# Aim of the task:
Your answer must hold only the lines below from the line containing "Could you kindly annotate the red" through the line containing "Could you kindly annotate the light", each reproduced exactly.

(Natural language region descriptions)
....

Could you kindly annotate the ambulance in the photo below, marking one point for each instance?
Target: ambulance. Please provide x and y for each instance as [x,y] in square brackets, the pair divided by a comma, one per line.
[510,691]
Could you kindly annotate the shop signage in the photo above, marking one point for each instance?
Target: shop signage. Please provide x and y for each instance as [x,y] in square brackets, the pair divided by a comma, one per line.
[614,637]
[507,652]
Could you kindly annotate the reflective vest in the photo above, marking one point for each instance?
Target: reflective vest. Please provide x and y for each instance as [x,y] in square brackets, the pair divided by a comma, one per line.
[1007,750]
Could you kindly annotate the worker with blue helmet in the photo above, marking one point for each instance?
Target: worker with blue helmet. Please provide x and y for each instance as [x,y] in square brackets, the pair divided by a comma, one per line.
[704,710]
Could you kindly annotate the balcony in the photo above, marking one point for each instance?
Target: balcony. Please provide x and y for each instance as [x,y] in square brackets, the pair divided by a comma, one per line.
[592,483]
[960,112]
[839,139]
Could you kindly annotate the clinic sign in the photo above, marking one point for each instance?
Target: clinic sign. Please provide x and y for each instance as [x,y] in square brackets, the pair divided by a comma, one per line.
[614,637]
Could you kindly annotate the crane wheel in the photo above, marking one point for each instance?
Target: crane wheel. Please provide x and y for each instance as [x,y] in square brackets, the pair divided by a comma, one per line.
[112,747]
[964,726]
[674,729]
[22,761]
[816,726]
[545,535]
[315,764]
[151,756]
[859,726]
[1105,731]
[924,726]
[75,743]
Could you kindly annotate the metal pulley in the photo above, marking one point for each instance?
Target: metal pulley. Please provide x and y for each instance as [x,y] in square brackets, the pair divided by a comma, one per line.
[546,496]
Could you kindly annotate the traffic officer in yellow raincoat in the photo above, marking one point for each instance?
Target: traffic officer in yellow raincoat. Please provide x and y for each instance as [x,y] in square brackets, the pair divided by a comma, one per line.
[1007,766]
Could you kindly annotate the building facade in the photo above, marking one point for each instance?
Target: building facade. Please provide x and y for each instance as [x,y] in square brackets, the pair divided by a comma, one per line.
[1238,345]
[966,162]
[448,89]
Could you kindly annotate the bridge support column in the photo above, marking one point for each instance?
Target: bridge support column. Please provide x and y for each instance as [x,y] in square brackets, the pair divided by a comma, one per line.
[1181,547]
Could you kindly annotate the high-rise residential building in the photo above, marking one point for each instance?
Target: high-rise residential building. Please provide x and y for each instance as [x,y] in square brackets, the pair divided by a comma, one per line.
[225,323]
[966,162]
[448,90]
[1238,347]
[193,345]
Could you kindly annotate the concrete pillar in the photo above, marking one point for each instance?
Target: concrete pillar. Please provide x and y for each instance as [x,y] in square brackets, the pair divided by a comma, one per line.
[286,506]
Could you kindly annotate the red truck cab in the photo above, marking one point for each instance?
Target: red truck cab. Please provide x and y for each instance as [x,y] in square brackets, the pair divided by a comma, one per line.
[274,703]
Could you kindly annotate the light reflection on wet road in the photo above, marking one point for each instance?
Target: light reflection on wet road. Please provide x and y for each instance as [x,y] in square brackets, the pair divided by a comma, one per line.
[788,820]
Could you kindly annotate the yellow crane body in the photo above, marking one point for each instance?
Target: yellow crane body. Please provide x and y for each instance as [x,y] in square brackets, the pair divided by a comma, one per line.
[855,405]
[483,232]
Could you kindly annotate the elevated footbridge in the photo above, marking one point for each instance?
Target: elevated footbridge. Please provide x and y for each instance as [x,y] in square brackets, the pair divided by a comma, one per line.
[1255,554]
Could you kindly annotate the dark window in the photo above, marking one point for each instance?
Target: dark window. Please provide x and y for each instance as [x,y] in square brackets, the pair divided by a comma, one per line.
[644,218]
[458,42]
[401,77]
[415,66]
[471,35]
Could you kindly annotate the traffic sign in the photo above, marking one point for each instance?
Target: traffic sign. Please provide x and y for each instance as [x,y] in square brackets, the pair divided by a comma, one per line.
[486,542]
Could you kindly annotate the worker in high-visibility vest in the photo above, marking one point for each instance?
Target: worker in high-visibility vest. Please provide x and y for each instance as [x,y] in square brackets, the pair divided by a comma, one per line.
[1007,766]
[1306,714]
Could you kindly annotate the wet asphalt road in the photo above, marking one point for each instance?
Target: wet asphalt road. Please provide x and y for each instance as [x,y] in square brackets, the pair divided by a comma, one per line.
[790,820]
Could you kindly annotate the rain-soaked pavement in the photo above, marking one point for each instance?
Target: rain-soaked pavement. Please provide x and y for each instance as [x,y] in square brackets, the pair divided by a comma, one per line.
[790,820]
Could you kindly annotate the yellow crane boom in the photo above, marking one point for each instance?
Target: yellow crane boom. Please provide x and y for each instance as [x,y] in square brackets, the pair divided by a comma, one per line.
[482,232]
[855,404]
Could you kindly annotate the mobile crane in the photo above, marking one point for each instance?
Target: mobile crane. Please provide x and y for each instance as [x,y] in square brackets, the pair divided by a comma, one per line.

....

# Worked solution:
Could you kindly annotate the red truck cab in the photo above, marking one point for each instance?
Target: red truck cab. Please provide x and y for each instance as [x,y] in square brackets, the pair divided by a comma, one per line.
[274,703]
Could you kindly annotate the light reflection on wet road in the photo above, marking one point for each instance?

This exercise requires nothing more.